+++ Excerpt +++

It would be a huge mistake to raise these issues with the employee unless he has direct personal experience of the behaviour, or he has an 'on the record' complaint from someone who has.


----------



## AgathaC (4 Nov 2008)

I agree with the posters who suggest getting professional advice on how to proceed in this situation. It is important that it is dealt with in the proper manner. I would suggest seeking advice as quickly as possible as if there is bullying in the workplace it creates a very bad atmosphere, unnecessary stress, and be very demotivating. You could also lose good staff by not dealing with the situation.


----------



## Diziet (5 Nov 2008)

Note that most bullying policies recommend trying to resolve issues informally. The employer has a responsibility to do this, as ignoring it will mean that the issue escalates. If the issue escalates, then either the complainant or the bully end up losing their jobs and the atmosphere is poisoned for everyone (let alone the psychological stress for the individuals concerned). If the complainants want to stay anonymous for now, this does not exclude the possibility of informal discussion and/or the employer keeping a close eye on events and voicing their opinion on unsuitable behaviour.

+++ Material for the task +++

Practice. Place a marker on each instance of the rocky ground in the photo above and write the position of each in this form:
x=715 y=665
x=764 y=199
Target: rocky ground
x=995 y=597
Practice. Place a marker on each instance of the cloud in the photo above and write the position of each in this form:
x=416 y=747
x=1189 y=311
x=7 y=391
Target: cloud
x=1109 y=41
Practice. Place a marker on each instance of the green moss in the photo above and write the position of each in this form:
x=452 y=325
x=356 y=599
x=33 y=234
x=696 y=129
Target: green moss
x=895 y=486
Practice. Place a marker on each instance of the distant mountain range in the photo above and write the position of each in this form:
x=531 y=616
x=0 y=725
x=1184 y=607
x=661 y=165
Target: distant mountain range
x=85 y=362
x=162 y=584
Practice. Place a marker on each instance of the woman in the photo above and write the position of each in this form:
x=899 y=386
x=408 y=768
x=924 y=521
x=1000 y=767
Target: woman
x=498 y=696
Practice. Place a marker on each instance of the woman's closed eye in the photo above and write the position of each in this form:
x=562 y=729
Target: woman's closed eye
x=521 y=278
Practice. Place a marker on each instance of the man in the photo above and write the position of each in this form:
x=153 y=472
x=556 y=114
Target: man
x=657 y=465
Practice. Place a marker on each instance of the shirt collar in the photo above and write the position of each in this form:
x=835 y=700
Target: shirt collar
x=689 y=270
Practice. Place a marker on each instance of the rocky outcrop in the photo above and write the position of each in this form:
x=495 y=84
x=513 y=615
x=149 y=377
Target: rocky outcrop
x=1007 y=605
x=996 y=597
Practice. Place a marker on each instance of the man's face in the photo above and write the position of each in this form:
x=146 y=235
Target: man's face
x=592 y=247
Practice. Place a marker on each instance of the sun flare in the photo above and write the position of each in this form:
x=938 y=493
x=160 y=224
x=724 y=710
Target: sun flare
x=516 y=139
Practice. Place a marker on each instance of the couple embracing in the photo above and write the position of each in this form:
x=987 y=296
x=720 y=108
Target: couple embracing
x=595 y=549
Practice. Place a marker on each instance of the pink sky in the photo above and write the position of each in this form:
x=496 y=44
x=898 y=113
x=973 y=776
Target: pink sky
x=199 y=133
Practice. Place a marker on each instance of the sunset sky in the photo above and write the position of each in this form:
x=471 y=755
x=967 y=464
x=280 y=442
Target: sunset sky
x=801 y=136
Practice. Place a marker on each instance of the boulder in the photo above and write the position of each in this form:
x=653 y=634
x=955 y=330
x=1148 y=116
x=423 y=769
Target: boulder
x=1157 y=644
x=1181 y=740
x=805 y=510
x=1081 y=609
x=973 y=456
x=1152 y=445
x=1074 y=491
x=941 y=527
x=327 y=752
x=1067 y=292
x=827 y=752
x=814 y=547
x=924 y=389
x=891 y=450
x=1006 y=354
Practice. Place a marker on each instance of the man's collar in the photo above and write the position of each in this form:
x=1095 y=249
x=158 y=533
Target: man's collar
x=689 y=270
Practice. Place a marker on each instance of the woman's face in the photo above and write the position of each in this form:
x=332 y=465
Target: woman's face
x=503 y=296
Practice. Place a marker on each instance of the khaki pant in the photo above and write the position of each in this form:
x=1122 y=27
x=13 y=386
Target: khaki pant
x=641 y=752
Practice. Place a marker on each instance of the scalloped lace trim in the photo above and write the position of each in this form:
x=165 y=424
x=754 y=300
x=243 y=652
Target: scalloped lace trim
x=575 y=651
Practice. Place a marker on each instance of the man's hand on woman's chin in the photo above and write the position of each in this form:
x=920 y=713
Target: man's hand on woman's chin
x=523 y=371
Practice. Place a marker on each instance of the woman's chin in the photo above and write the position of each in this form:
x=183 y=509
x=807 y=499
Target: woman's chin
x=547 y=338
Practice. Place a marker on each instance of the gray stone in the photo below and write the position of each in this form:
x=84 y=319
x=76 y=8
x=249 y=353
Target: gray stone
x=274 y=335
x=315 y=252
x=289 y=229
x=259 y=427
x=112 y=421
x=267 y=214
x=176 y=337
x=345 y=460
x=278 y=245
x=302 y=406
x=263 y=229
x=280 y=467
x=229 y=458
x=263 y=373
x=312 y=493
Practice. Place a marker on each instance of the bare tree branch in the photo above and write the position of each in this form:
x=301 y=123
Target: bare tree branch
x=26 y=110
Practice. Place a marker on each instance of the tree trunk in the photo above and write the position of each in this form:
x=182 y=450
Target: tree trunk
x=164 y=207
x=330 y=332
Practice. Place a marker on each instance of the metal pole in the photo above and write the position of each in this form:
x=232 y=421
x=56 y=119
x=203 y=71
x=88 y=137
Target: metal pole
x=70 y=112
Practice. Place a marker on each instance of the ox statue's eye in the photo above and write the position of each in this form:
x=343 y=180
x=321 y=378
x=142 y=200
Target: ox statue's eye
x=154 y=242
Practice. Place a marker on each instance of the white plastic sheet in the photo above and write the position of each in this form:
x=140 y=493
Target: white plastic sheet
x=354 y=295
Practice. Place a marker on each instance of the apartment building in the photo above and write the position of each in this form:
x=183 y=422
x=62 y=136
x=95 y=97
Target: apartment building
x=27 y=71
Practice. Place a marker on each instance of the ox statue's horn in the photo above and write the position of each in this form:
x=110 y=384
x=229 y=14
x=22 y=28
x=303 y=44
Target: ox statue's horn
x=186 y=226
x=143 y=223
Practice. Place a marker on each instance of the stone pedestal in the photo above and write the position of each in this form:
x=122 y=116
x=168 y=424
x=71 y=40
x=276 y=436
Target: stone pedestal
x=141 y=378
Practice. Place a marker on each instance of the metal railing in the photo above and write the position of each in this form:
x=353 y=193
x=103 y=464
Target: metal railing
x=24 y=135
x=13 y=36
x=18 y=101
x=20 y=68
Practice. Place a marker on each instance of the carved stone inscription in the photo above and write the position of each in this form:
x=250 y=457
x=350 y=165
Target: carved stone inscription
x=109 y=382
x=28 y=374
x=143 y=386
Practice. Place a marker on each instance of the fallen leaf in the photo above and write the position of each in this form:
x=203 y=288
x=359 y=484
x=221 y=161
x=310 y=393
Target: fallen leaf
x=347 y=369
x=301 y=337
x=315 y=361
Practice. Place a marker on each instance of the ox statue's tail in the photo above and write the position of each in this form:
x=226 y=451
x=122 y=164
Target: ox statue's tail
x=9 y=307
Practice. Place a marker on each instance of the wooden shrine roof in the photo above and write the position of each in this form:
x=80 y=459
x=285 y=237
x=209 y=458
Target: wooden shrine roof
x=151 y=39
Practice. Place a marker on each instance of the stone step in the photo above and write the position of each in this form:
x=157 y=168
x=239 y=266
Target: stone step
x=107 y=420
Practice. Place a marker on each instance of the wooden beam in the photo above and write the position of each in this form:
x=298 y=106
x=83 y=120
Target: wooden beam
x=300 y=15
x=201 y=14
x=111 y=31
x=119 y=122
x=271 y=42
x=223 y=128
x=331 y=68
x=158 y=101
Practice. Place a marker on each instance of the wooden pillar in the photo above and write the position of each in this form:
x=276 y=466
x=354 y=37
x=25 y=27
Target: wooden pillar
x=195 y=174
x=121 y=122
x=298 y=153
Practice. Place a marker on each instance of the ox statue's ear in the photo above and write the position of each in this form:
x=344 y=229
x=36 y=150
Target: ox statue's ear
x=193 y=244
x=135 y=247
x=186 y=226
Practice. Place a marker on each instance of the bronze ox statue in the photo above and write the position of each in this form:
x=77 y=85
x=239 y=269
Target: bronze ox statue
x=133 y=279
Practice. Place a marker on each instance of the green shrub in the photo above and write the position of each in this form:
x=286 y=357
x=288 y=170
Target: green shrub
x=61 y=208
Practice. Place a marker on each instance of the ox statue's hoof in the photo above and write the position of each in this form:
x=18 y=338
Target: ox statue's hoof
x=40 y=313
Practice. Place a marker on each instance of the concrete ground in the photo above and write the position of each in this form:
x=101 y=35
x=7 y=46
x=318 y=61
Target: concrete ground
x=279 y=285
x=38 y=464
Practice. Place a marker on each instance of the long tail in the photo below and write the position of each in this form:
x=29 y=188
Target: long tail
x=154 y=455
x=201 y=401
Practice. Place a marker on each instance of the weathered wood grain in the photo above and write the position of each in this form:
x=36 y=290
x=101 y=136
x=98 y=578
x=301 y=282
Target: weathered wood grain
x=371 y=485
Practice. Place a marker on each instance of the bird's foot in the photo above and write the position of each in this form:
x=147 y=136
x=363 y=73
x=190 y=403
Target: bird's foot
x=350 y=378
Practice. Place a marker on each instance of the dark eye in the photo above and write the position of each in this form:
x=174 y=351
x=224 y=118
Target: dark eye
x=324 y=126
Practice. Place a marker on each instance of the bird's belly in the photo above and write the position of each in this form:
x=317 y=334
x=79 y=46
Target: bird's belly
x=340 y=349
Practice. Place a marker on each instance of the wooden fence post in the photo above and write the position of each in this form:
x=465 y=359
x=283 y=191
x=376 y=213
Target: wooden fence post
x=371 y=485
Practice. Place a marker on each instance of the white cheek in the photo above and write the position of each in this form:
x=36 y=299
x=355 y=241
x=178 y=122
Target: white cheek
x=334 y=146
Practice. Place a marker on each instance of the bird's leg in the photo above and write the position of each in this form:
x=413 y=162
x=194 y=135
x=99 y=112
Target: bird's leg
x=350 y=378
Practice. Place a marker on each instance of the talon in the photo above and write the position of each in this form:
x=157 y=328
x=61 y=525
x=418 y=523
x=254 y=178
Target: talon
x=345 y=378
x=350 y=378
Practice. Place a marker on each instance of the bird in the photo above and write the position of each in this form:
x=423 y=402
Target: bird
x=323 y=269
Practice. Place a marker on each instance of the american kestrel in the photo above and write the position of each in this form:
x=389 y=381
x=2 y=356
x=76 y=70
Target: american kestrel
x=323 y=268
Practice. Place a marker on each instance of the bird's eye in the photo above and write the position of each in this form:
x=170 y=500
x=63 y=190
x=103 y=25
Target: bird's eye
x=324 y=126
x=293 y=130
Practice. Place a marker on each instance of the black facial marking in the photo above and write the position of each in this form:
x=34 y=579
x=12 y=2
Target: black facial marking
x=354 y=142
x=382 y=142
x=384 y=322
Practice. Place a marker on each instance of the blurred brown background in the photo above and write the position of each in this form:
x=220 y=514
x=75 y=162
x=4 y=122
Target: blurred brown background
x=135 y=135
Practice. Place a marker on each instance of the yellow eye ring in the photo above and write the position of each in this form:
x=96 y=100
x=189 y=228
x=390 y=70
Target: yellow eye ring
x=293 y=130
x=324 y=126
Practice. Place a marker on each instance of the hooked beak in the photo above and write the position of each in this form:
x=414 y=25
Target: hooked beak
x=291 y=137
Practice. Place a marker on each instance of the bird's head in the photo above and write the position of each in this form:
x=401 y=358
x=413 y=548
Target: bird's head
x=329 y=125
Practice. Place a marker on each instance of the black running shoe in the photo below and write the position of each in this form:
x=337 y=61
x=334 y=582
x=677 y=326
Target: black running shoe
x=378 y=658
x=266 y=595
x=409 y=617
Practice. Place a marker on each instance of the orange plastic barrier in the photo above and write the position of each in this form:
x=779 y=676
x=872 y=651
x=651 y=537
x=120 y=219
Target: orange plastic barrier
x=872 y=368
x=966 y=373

+++

### Problems and tasks
a) Set down the forum discussion on workplace bullying word for word, in full.
b) Please rewrite as a numbered list the stretch of the records from the line containing "Practice. Place a marker on each instance of the black running" through the line containing "x=409 y=617", with blank lines omitted.

### Answers to the exercise
a)
It would be a huge mistake to raise these issues with the employee unless he has direct personal experience of the behaviour, or he has an 'on the record' complaint from someone who has.


----------



## AgathaC (4 Nov 2008)

I agree with the posters who suggest getting professional advice on how to proceed in this situation. It is important that it is dealt with in the proper manner. I would suggest seeking advice as quickly as possible as if there is bullying in the workplace it creates a very bad atmosphere, unnecessary stress, and be very demotivating. You could also lose good staff by not dealing with the situation.


----------



## Diziet (5 Nov 2008)

Note that most bullying policies recommend trying to resolve issues informally. The employer has a responsibility to do this, as ignoring it will mean that the issue escalates. If the issue escalates, then either the complainant or the bully end up losing their jobs and the atmosphere is poisoned for everyone (let alone the psychological stress for the individuals concerned). If the complainants want to stay anonymous for now, this does not exclude the possibility of informal discussion and/or the employer keeping a close eye on events and voicing their opinion on unsuitable behaviour.

b)
1. Practice. Place a marker on each instance of the black running shoe in the photo below and write the position of each in this form:
2. x=337 y=61
3. x=334 y=582
4. x=677 y=326
5. Target: black running shoe
6. x=378 y=658
7. x=266 y=595
8. x=409 y=617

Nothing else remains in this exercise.